• **Stated task**
Copy the entries below word for word, from the line containing "the concrete floor?" through the end of the entries, including both ends. Leave out the pictures.

• **Material provided**
****************
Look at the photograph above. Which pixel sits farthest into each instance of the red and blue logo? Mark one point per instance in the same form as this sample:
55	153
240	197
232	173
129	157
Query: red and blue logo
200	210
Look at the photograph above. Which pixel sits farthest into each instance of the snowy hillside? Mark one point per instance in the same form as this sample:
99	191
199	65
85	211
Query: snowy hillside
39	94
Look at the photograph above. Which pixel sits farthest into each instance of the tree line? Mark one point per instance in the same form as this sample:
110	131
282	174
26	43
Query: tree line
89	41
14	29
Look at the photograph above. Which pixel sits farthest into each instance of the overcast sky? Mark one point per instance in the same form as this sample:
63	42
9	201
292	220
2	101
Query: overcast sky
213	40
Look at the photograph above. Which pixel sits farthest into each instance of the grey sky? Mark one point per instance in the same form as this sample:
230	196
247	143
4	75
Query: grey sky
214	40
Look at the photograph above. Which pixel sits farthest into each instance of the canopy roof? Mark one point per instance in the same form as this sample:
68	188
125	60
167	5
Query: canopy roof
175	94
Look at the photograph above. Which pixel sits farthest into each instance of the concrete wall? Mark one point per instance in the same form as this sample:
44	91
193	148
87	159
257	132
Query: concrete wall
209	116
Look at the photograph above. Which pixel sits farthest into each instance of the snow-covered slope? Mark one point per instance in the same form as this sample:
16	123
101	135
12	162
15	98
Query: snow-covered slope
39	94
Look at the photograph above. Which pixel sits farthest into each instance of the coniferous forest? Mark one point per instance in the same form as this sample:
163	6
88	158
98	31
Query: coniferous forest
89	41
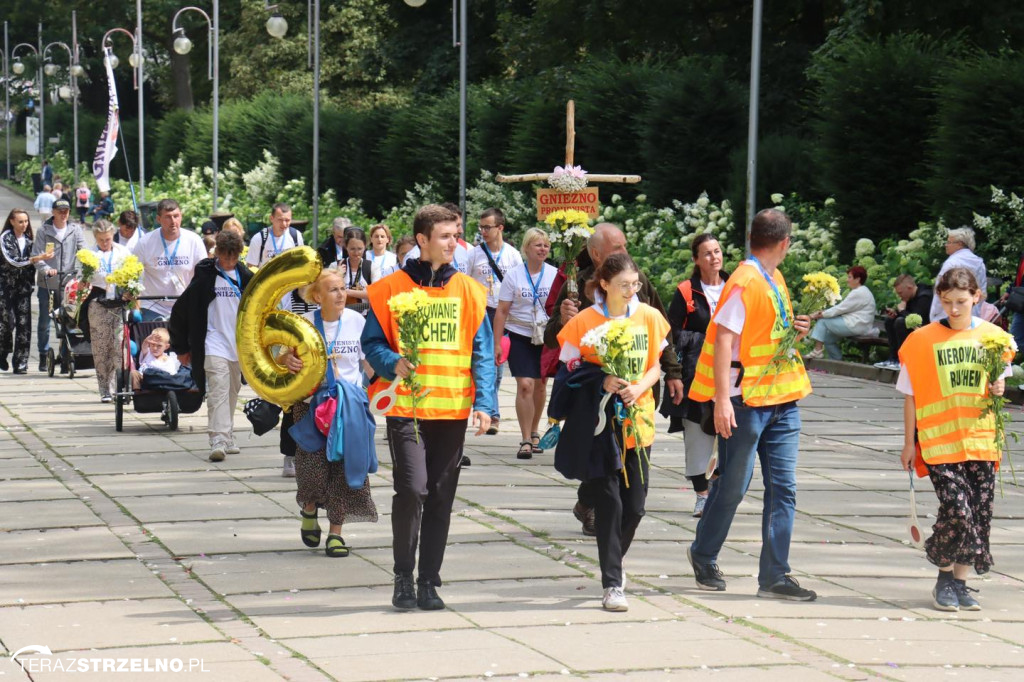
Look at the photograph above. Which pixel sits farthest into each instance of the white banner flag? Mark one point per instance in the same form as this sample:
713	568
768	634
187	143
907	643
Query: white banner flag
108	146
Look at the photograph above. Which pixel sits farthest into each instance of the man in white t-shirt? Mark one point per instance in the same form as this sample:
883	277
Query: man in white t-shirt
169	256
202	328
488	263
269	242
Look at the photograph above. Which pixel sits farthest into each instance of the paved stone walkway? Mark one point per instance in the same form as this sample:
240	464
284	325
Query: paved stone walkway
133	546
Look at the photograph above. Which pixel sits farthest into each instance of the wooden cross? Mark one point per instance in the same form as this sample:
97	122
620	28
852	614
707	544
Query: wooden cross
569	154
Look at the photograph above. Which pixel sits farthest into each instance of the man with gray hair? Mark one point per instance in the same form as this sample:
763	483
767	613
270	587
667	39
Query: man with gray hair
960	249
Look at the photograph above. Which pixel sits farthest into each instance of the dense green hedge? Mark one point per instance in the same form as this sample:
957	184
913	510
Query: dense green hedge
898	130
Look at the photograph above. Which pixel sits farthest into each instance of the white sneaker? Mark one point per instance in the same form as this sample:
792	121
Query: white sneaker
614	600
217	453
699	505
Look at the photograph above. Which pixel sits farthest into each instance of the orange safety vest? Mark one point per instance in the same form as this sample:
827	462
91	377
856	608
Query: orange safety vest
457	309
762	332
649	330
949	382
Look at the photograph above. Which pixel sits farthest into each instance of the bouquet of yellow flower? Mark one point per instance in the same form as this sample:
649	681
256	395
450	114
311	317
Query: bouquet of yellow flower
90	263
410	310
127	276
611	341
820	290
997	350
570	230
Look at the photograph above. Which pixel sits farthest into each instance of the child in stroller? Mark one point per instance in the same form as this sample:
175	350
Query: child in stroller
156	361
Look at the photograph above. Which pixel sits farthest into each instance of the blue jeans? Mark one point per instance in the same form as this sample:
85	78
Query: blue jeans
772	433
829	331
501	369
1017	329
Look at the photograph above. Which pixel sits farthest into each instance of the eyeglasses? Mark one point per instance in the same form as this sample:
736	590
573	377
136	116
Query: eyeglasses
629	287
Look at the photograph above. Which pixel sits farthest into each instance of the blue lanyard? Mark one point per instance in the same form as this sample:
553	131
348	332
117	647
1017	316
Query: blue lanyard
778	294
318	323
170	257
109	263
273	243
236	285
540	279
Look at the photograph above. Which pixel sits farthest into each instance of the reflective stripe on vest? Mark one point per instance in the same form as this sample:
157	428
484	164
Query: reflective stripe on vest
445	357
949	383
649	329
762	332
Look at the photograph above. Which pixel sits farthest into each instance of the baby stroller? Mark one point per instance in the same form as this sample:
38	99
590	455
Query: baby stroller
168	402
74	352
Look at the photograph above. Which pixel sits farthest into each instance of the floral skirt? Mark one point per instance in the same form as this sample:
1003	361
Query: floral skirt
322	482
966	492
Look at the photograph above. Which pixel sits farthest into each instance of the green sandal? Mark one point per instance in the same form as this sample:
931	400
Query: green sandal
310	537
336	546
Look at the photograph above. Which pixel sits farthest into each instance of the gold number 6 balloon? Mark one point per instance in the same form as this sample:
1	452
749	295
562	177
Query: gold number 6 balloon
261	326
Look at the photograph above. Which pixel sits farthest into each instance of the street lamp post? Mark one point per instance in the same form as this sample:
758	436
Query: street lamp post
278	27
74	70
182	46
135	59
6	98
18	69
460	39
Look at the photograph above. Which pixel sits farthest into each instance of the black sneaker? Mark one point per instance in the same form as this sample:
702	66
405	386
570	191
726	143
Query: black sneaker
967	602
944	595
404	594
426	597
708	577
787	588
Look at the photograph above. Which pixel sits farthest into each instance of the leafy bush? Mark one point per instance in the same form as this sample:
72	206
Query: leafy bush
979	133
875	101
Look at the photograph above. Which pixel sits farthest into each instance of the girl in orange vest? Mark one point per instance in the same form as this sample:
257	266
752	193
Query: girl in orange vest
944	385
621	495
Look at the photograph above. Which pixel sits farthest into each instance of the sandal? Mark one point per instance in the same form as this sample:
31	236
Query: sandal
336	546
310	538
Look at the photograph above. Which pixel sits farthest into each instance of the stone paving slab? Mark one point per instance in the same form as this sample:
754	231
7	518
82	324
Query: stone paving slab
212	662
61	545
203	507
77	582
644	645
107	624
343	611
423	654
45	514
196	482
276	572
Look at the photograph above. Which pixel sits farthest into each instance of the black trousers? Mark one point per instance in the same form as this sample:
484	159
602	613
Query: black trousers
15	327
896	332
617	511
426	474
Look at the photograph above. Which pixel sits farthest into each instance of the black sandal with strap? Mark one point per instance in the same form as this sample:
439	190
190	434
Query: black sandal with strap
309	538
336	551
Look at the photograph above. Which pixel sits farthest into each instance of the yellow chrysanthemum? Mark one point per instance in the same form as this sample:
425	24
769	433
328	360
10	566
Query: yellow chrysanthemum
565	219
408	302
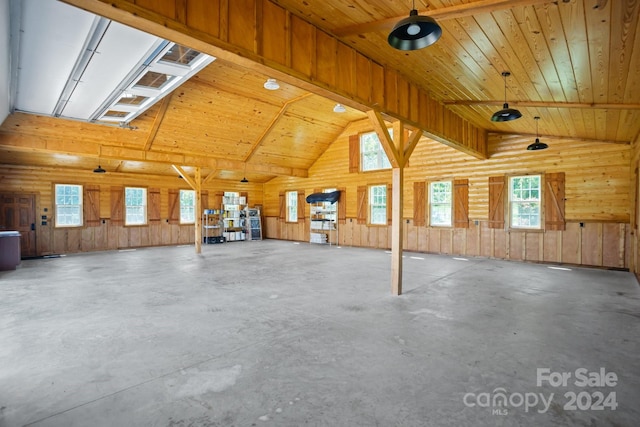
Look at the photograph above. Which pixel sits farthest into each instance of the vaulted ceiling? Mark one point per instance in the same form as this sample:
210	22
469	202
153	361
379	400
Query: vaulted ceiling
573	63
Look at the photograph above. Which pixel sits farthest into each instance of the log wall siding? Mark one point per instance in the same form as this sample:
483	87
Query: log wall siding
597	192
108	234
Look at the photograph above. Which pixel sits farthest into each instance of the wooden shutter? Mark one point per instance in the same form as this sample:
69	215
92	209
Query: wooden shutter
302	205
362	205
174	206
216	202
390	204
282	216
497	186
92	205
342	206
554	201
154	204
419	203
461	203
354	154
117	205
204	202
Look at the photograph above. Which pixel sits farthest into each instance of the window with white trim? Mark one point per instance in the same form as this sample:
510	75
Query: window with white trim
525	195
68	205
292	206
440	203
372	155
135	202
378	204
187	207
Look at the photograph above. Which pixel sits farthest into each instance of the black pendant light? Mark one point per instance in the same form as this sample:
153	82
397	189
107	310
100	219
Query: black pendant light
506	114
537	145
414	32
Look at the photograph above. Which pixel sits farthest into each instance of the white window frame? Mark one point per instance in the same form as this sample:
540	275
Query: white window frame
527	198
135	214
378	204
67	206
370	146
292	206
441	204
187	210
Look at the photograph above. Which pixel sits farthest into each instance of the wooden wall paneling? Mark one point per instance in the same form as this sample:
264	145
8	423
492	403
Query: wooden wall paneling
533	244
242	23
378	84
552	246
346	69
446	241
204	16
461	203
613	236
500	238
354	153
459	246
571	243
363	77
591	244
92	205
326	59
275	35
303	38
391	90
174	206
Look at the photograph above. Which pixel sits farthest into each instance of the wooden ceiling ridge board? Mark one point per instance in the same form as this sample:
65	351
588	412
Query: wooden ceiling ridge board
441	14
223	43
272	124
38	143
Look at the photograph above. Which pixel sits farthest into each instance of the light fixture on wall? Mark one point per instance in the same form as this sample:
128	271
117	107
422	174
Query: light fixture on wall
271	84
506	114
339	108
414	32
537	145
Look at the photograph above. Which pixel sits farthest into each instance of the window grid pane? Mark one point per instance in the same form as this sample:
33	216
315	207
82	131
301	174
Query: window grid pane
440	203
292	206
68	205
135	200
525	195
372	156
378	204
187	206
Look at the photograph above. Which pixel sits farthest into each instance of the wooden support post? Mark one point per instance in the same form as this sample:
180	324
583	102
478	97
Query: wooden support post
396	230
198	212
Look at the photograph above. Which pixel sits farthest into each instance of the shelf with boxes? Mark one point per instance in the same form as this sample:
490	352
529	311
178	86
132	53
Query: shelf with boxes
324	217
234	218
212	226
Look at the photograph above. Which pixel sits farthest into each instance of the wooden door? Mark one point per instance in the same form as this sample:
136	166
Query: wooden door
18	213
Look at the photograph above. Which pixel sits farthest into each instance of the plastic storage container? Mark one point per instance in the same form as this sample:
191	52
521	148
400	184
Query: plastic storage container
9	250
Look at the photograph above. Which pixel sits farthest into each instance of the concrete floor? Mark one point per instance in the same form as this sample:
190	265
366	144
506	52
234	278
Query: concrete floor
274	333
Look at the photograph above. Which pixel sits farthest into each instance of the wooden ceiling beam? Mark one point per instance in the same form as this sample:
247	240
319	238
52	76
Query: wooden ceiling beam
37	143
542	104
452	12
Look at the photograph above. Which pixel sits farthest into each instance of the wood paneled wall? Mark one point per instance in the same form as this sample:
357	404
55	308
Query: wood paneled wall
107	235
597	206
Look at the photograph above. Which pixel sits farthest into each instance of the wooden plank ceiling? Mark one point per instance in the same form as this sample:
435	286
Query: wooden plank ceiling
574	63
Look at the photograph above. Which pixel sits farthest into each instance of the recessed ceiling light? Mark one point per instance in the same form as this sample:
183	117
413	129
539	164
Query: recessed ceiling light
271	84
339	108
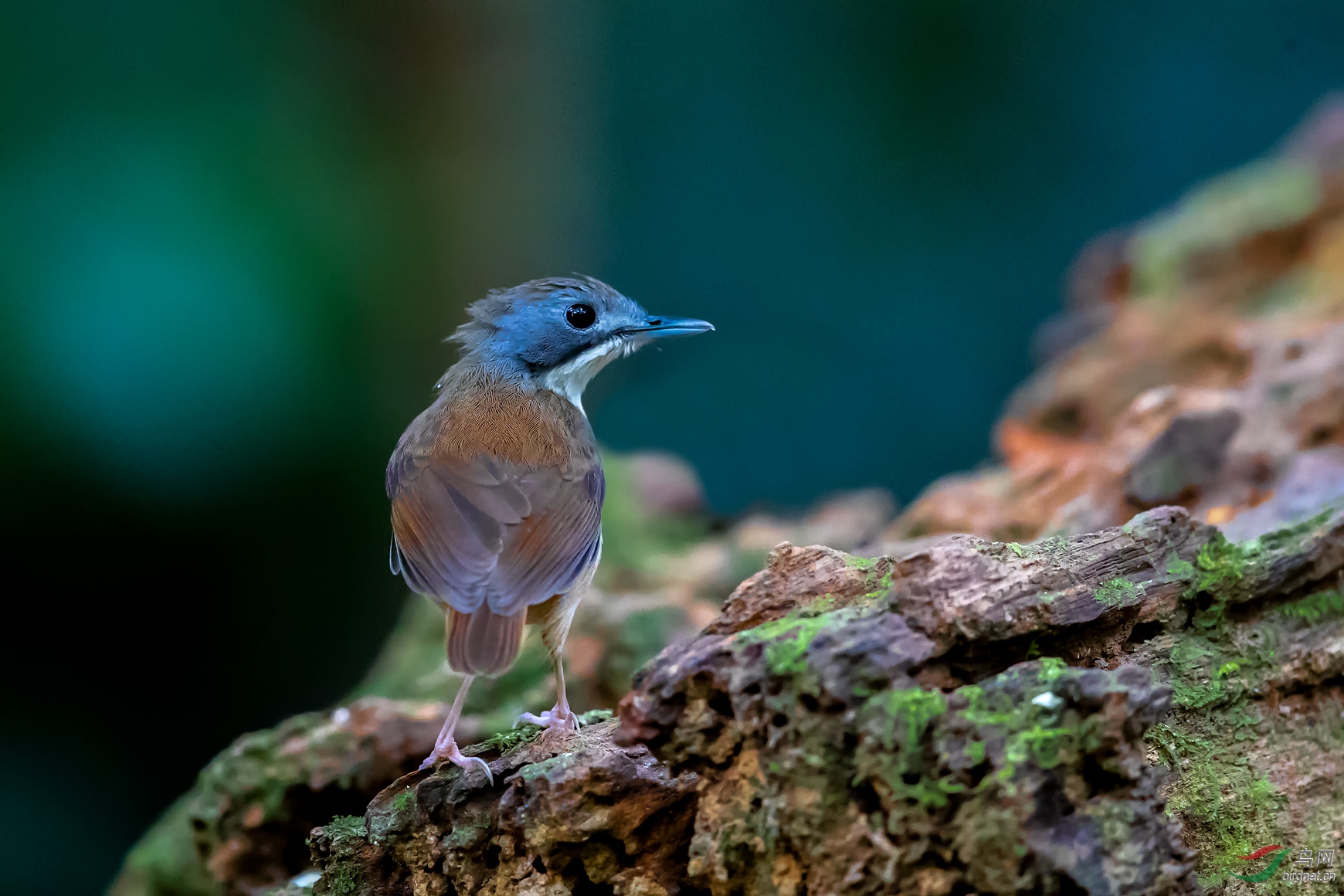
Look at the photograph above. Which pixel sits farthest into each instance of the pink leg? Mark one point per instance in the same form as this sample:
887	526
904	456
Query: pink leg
****************
• **Solution for this exercise**
Look at the photograph above. Which pixel sits farthest into each instance of the concrete floor? Mark one point per instance in the same form as this sample:
190	265
366	144
506	52
234	278
Query: concrete floor
274	333
Look at the photograph above. Which pixel sits farthest into each instance of the wooden ceiling beam? Mark one point per instance in the same form as this sample:
247	240
319	238
52	76
Query: wooden ceiling beam
37	143
542	104
452	12
Look at the photograph above. Which pixel sits farthest into each instance of the wood paneled wall? Mark one point per instance in the same form as this sample:
357	404
55	308
Query: wood paneled wall
107	235
597	206
Look at the photograph above. Which pixel sits farthest into each instance of the wooden plank ceiling? Mark one point per instance in the same form as this sample:
435	286
Query: wooden plank ceiling
574	63
Look at the photograph above. Which pixel sits farthest into each instance of the recessed ceiling light? Mark one point per instance in the same form as this sample:
183	117
413	129
539	164
Query: recessed ceiling light
271	84
339	108
Look at the photograph above. Which pixel sits farthest into each instance of the pink leg? Mark one point per instance in the same form as this sample:
887	526
904	456
Query: pink leg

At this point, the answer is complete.